Ask GadgetGuy: how does VR actually work?

Virtual reality is coming, with Facebook’s Oculus, HTC’s Vive, and Samsung and Sony getting in for people without computers, but what is it really, and how does it work?

There’s something coming to your home, and it has the potential to change how we learn and how we see the world. It’s a gadget that can change entertainment and education and blend it all so it becomes one, immersing you — the individual — into the frame in a way that makes it seem as if the future has arrived.

And in a way, it has.

It’s called “virtual reality” or “VR” for short, and it’s the sort of thing that fuels science fiction.


Built as a headset, you have to think of it like a pair of 3D googles, only it’s a very advanced pair of 3D glasses with a pair of screens and a few sensors to track your positional space.

More on that later, though, because we need to tackle that whole 3D thing first, because VR and 3D have a lot in common.

Four sets of these glasses are thrown in the box.

When you watch a 3D movie, you’re seeing two sets of images on the screen: one for each eye, left and right.

The glasses you watch 3D movies with at the cinema have two types of lenses that enable this, with your left eye seeing the A lens and the right eye seeing the B lens.

Each of these lenses can only pick up on the one set of frames, which is why if you take your glasses off, the frames overlap and it looks blurry.

In truth, you’re actually seeing two sets of frames at the one time, and your brain cannot push these together, so we do this with glasses which let you see each frame individually just as your eyes would, with your brain merging the angles and doing the math for you.

It’s also worth noting that the way the frames are setup, you can’t put the glasses on backwards to see the frames.

Doing so would put the right eye lens on your left eye and the left eye lens on your right, and then you’d be seeing things overlapping in a way that could be jarring, like two competing images fighting for prominence.

So don’t do that, as your brain will hurt.

For now, let’s talk 3D.


When something is made for 3D, you’re essentially seeing two cameras. In a 3D movie, that’s a camera rig setup for the positioning between a left and a right eye, while computer animated movies and post-processed movies into 3D (and there are a lot of these) rely on computer-based 3D rigs.

^^^^

AIM 1:
Answer these about the article on virtual reality:
(a) Besides a pair of screens, what does the headset include?
(b) According to the article, what happens to the frames of a 3D movie if you take your glasses off?
(c) What would wearing 3D glasses backwards put on your left eye?
AIM 2:
Please list every company named in the article on virtual reality.
AIM 3:
Write the next few paragraphs of the article on virtual reality, picking up after its final sentence.

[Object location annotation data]

^^^^

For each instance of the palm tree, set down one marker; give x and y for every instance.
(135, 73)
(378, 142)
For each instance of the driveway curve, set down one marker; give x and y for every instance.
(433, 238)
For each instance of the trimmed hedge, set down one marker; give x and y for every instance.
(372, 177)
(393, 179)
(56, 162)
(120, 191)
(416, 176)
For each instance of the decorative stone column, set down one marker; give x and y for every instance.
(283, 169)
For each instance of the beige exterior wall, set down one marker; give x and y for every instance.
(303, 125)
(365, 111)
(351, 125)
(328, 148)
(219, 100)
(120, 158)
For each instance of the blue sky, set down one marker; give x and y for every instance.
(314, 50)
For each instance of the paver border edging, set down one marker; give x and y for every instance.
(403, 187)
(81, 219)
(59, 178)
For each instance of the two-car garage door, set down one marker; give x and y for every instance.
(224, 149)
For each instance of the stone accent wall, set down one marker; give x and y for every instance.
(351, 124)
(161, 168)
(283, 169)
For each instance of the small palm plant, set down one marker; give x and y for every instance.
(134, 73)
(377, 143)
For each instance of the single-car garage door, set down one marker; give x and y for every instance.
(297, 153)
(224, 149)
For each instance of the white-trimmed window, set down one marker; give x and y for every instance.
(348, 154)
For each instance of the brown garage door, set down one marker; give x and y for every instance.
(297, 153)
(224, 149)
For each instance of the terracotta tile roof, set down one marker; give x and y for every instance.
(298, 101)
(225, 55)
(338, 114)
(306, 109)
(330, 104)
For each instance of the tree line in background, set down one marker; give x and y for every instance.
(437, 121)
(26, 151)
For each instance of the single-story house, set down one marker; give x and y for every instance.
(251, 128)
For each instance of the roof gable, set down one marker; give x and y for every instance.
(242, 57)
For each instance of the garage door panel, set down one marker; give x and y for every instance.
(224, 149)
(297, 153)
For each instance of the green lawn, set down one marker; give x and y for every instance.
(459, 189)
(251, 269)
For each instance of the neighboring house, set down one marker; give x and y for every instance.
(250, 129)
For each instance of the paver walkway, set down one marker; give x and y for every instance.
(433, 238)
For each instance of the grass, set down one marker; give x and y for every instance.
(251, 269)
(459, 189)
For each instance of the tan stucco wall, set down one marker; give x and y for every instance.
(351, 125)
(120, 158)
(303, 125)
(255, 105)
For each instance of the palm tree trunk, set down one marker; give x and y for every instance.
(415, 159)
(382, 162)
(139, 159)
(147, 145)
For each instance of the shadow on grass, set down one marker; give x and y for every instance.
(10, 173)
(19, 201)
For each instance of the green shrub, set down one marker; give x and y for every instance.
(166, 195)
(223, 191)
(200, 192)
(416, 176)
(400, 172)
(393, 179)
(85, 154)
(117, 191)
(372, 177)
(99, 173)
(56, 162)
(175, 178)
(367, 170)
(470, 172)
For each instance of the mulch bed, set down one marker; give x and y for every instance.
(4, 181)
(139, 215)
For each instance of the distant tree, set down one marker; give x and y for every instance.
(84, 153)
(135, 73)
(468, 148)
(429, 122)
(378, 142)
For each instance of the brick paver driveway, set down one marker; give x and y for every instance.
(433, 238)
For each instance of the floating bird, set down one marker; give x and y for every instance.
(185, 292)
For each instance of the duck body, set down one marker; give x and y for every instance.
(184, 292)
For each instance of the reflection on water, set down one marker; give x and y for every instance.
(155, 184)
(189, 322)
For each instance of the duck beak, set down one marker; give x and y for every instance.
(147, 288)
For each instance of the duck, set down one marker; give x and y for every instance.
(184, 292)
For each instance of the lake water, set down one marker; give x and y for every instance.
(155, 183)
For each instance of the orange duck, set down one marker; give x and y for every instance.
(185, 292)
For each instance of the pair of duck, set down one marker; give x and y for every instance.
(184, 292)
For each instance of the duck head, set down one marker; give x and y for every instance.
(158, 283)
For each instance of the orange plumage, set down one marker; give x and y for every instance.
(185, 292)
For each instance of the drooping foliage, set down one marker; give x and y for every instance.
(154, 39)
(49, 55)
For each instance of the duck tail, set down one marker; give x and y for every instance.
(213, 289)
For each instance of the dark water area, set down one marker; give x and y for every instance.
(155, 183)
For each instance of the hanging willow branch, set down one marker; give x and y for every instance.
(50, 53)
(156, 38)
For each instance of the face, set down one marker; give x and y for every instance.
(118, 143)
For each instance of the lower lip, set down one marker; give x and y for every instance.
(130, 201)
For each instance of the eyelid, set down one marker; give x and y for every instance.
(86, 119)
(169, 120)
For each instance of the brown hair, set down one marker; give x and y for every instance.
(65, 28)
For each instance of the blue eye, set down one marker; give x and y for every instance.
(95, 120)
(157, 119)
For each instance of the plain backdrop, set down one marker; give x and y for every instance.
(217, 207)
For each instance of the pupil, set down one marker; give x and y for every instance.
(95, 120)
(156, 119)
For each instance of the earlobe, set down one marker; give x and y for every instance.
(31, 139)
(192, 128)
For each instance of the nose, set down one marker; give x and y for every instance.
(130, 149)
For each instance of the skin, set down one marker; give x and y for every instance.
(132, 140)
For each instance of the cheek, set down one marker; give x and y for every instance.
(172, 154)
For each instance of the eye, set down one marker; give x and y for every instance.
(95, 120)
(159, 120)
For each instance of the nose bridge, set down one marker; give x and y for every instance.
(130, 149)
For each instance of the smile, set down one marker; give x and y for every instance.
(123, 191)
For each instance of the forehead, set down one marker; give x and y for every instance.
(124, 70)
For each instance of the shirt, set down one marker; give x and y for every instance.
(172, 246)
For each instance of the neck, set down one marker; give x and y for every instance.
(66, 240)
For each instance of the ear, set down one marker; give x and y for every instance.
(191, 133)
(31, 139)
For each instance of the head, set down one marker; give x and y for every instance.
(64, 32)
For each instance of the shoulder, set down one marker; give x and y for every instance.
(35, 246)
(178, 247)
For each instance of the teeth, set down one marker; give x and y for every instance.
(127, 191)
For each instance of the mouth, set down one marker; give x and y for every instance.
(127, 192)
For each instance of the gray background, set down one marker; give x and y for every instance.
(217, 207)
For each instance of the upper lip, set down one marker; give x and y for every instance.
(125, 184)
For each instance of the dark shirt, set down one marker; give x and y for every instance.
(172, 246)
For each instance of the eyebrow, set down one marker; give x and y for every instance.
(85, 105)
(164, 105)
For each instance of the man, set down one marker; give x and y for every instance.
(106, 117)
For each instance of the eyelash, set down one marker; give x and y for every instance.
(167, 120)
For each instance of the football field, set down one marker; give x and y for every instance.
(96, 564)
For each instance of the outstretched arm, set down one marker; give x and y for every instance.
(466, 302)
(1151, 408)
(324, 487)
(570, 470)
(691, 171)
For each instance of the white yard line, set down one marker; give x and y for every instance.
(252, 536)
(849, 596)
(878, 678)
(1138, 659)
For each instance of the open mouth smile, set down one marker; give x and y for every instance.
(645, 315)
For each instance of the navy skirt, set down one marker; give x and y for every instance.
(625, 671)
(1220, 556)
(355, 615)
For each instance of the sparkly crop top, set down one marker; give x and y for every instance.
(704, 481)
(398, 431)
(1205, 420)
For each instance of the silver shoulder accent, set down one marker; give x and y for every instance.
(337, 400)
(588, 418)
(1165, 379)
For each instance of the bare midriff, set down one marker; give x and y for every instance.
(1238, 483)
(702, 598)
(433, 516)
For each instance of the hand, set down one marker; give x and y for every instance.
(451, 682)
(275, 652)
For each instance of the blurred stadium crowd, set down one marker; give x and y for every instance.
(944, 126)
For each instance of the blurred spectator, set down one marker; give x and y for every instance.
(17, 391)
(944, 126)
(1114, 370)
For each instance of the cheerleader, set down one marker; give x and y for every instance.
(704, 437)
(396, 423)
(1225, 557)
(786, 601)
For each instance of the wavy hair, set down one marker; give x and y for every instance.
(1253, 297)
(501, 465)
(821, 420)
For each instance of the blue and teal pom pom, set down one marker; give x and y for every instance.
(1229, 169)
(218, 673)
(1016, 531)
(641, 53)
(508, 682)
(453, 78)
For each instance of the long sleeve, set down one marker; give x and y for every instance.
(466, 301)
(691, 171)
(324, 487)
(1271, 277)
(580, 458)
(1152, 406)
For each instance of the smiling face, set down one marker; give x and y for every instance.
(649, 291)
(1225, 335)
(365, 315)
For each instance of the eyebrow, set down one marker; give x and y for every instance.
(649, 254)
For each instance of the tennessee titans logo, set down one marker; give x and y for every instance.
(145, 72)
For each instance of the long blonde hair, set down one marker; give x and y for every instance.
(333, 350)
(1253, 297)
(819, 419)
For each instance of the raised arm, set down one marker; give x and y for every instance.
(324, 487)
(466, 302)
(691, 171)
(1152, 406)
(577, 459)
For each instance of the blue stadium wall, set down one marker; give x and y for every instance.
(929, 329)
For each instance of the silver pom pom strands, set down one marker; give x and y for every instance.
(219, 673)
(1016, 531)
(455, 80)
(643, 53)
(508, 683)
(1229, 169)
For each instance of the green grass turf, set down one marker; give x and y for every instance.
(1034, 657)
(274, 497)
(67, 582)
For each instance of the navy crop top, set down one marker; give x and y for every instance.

^^^^

TASK ANSWER 1:
(a) A few sensors to track your positional space.
(b) The frames overlap and it looks blurry.
(c) The right eye lens.

TASK ANSWER 2:
Facebook, HTC, Samsung, Sony

TASK ANSWER 3:
These rigs emulate the position our eyes take, which is why each lens is technically seeing a different part of a 3D move: the lens on the left sees more of the left, while the lens on the right sees more of the right, sort of like what happens when you take in the scene in front of you — anywhere really — and close one eye at a time.

Close your left eye and you see a little more on the right. Close your right eye, and you see a little more on the left. Leave both eyes open and you take in the entire scene.

That’s 3D, and the depth behind 3D is explained by distance. The further the distance, the less pronounced the depth, but the closer it comes to you, the more an object is reaching to you, though this can be engineered in films and video games (and often is).

Virtual reality is like 3D, but a little different again.


Imagine a scene where you’re seeing the entire world around you, not just a set of pre-recorded images that move in front of you.

A 3D movie is a pre-recorded movie set up as one specific point of view, usually controlled by a director, be it from a movie or a game.


In virtual reality, however, the scene you see isn’t necessarily set, and you can shift your position by moving your head.

Turn your left from left to right and the view will change, realigning your view with that of the world, often with the depth from 3D.

VR is therefore like 3D, but wider and more open. It often encompasses the depth needed for 3D, but doesn’t have to.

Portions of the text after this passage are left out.